BRIEF:
Find every line in the items below that contains the word "star" and copy each of those lines.

RECORDS FOR THIS EXERCISE:
^^^^

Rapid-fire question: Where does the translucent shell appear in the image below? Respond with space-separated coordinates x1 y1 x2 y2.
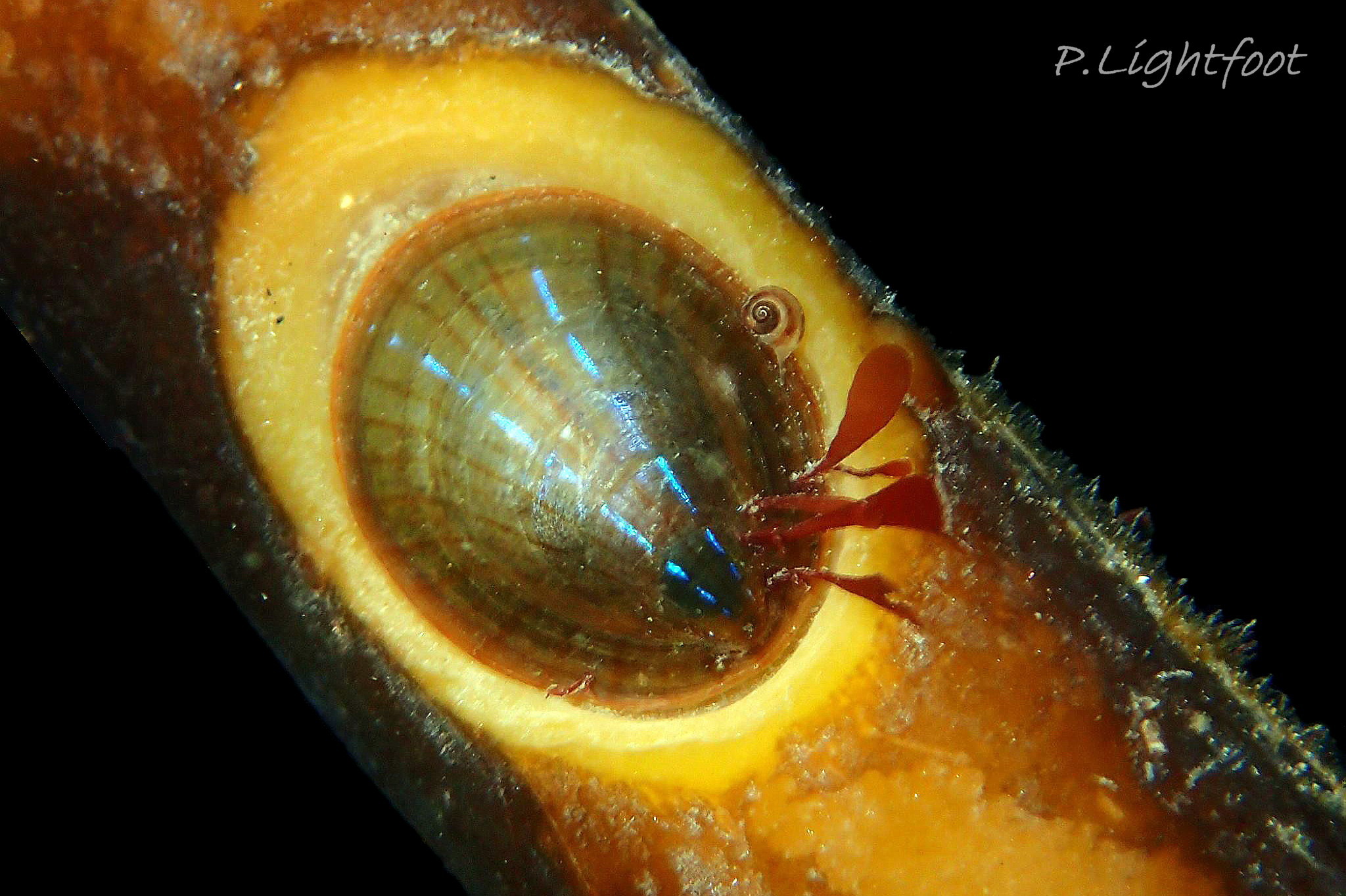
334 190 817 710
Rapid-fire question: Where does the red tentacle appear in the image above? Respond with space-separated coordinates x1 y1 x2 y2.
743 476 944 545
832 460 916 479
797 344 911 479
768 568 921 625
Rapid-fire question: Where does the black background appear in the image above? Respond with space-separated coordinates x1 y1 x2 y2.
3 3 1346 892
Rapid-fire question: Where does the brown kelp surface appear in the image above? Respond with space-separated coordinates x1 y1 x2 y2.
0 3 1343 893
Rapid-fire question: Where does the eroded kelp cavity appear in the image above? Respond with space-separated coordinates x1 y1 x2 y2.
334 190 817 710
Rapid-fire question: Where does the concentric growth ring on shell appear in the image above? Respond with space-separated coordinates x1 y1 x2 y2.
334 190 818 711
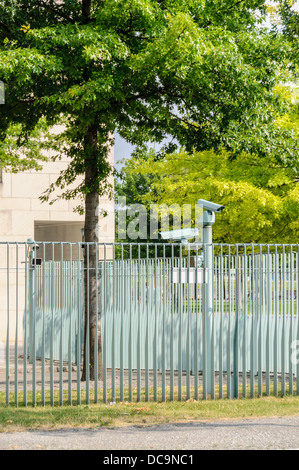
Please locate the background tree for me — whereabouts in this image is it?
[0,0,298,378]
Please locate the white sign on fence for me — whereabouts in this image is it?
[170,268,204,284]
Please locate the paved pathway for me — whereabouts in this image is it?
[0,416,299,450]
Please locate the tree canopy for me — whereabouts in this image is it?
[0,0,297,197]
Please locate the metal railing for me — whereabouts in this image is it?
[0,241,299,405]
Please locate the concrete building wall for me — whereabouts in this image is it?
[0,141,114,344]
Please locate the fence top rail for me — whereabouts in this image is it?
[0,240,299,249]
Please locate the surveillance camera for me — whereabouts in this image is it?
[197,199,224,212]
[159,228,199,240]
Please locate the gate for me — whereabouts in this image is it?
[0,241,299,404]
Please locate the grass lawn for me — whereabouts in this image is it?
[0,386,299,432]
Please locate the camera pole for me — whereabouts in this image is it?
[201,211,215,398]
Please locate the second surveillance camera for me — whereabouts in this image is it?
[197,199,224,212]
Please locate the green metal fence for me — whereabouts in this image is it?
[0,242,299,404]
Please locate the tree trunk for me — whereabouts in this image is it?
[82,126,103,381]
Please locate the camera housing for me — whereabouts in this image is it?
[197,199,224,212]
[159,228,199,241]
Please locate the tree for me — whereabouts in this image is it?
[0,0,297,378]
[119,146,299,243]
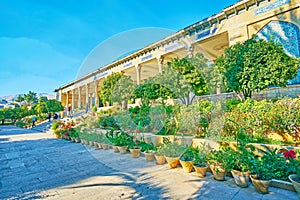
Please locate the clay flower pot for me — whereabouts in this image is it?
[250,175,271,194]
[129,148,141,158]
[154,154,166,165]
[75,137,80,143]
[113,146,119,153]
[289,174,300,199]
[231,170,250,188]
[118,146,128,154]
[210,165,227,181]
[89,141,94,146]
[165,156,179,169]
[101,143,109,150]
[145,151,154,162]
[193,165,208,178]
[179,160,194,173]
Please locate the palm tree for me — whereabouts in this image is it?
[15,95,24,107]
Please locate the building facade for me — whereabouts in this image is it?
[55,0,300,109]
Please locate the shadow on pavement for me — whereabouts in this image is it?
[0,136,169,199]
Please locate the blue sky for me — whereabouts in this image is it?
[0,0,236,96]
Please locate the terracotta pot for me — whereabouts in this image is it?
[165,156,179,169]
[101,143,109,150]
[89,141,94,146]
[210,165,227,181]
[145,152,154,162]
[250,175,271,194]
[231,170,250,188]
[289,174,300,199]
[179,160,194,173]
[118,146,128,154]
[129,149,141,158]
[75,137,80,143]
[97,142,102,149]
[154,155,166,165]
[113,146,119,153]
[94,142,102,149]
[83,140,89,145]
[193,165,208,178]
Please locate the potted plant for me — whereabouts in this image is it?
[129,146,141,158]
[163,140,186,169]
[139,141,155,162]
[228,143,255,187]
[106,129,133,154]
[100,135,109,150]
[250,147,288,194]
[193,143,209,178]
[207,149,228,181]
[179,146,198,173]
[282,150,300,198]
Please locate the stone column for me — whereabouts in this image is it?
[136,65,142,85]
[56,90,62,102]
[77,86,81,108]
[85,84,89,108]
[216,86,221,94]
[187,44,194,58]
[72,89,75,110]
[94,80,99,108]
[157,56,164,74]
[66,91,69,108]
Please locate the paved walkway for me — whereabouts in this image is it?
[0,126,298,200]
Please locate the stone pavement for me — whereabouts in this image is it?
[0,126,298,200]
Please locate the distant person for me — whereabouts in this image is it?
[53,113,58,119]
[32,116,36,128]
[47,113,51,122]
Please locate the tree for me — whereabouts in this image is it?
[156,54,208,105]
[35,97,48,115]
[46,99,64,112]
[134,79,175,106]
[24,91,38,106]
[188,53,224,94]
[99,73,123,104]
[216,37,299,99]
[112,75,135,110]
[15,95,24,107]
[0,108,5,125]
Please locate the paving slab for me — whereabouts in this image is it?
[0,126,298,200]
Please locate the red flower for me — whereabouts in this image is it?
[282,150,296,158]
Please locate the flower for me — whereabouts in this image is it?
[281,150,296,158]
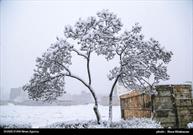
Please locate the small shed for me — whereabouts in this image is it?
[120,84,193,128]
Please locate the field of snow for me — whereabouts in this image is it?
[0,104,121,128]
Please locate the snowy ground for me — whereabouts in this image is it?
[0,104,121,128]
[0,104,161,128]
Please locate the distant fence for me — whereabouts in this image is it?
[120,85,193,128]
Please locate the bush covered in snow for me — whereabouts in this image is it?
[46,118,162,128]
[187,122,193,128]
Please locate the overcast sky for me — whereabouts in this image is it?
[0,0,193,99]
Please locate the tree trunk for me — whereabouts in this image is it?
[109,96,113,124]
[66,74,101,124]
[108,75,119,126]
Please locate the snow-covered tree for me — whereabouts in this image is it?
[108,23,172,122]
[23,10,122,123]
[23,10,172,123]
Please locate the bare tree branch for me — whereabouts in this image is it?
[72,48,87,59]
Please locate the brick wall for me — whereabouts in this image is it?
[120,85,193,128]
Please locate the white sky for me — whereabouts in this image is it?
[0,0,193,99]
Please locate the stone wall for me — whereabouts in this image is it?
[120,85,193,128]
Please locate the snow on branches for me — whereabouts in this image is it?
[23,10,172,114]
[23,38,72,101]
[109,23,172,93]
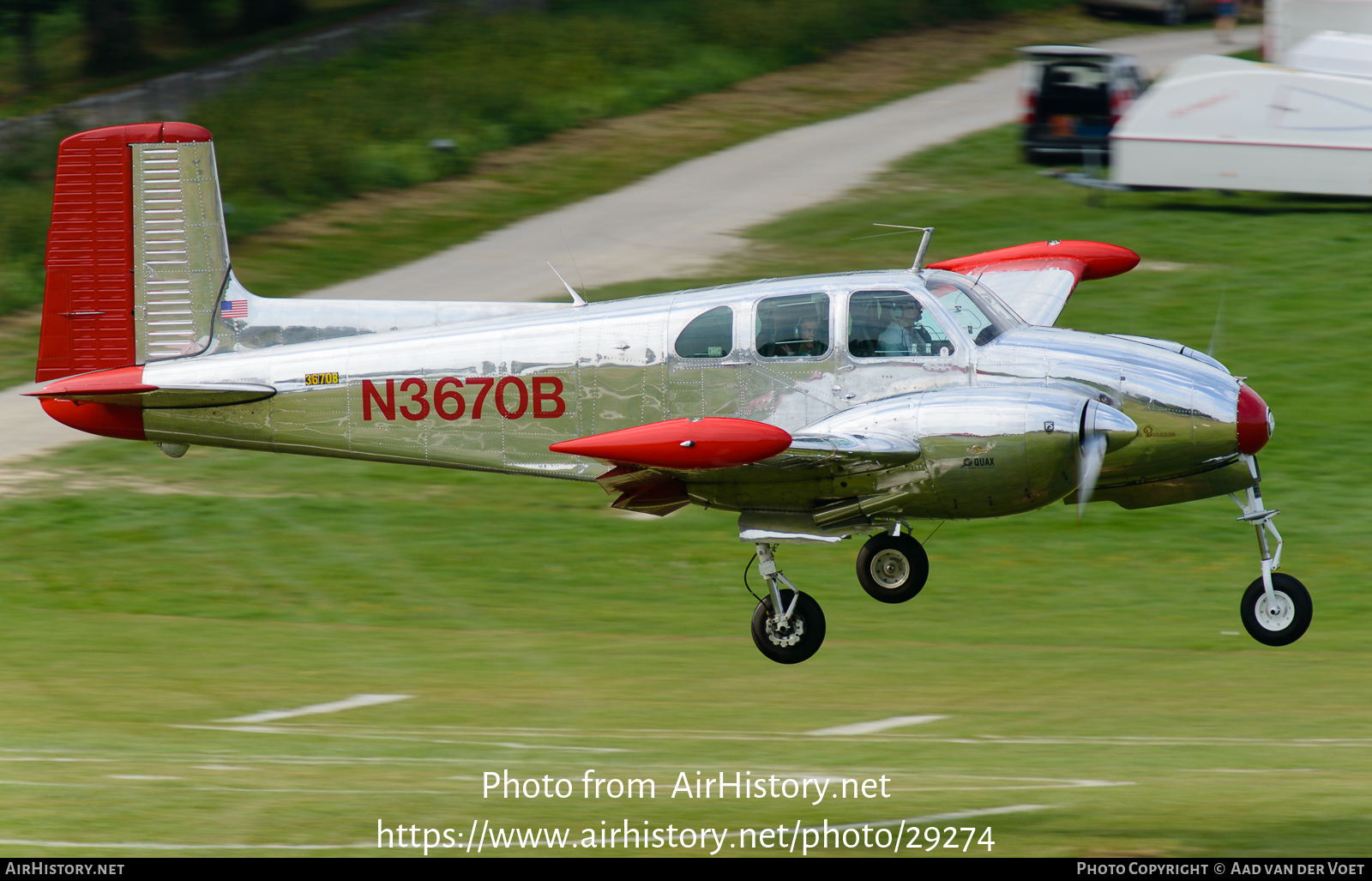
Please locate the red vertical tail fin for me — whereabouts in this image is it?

^^^^

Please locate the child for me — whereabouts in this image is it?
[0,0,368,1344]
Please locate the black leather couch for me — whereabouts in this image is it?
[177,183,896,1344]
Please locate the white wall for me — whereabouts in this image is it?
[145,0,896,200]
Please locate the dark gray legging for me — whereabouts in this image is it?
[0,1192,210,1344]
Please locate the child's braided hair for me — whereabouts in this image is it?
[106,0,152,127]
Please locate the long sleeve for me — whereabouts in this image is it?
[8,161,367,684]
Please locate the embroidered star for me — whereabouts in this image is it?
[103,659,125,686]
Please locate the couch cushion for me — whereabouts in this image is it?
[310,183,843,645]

^^^^

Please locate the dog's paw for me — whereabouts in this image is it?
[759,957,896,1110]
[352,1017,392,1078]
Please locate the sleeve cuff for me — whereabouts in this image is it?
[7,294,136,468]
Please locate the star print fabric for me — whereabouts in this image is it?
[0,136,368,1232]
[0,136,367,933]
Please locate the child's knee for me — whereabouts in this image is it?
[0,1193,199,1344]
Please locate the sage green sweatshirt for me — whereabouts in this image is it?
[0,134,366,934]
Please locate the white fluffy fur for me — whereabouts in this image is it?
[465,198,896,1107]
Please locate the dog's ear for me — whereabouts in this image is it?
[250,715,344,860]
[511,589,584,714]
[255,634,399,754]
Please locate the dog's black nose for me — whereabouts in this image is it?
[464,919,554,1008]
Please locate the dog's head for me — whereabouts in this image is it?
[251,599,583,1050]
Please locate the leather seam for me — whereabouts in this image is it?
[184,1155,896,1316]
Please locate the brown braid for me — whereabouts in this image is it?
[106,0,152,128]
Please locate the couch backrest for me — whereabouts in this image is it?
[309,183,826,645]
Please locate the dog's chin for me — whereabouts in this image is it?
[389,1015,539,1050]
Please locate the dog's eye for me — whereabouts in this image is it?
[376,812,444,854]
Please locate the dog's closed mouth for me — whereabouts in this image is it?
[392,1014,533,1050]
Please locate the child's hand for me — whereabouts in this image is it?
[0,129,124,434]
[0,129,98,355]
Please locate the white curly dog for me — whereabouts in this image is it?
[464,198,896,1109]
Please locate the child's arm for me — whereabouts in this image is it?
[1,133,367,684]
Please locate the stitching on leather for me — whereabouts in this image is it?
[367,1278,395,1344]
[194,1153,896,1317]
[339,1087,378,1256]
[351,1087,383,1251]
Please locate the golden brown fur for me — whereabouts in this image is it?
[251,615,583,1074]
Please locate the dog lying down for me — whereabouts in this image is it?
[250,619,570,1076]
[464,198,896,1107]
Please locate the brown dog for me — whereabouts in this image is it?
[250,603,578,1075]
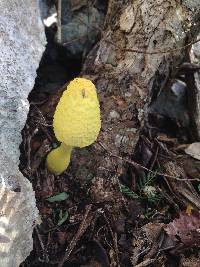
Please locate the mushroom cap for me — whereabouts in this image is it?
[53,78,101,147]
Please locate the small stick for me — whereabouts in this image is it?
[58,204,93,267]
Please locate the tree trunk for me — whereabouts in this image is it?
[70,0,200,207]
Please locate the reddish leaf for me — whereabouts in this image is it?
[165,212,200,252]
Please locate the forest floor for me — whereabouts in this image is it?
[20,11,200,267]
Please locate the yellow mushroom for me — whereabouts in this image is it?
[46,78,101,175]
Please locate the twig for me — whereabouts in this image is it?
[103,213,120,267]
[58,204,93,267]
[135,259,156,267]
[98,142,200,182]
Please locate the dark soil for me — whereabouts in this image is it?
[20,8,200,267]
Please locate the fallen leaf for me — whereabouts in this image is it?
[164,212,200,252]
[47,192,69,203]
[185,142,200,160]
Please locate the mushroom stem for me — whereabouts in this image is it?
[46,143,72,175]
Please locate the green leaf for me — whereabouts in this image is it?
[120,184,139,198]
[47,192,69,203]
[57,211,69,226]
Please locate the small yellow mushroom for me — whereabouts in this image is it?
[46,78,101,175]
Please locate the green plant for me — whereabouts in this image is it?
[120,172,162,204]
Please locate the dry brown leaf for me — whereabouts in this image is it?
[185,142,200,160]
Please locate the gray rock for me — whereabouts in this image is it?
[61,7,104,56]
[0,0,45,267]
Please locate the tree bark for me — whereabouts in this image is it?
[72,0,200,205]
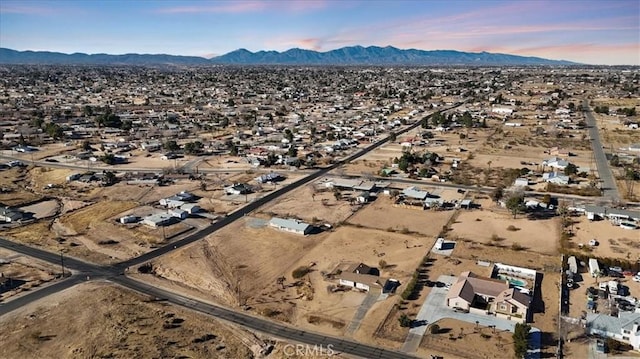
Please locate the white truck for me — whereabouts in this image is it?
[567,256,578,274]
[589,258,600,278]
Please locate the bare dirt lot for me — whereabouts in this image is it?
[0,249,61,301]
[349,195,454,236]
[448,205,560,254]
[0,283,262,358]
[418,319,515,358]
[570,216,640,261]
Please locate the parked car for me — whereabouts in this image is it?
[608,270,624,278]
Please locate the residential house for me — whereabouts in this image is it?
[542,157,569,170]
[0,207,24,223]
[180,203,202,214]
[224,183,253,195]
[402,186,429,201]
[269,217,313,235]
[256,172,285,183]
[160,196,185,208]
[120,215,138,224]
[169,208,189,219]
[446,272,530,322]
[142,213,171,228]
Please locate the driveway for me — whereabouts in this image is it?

^^^^

COMPLETE OUTPUT:
Please locate the embroidered star for me — whereabouts in this image is it?
Please locate the star print fabric for me — whereabouts in this image is it?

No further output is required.